+++ Data in this exercise

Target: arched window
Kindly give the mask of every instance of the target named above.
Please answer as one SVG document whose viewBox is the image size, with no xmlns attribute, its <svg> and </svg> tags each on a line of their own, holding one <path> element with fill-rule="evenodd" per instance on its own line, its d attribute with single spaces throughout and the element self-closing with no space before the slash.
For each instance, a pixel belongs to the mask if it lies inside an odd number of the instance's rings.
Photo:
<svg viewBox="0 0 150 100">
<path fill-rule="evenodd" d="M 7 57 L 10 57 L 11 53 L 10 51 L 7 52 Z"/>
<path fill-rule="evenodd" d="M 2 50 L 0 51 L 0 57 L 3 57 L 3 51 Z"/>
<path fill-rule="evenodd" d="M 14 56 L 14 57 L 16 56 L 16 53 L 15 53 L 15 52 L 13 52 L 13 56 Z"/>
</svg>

++++++

■ Goal
Could you lay out every line of the data above as a Markdown table with the columns Row and Data line, numbering each row and leaving out blank lines?

■ Solution for this problem
| Row | Data line |
|---|---|
| 1 | Target: arched window |
| 2 | Kindly give the mask of every instance of the target named above. |
| 3 | Please answer as one SVG document whose viewBox is the image size, with no xmlns attribute, its <svg> and </svg> tags each on a line of their own, holding one <path> element with fill-rule="evenodd" per instance on its own line, its d attribute with single spaces throughout and the element self-closing with no space before the slash. |
| 4 | For each instance, a pixel belongs to the mask if it lies inside an odd number of the instance's rings. |
| 5 | Photo: |
| 6 | <svg viewBox="0 0 150 100"> |
| 7 | <path fill-rule="evenodd" d="M 7 57 L 10 57 L 11 53 L 10 51 L 7 52 Z"/> |
| 8 | <path fill-rule="evenodd" d="M 2 50 L 0 51 L 0 57 L 3 57 L 3 51 Z"/> |
| 9 | <path fill-rule="evenodd" d="M 14 56 L 14 57 L 16 56 L 16 53 L 15 53 L 15 52 L 13 52 L 13 56 Z"/> |
| 10 | </svg> |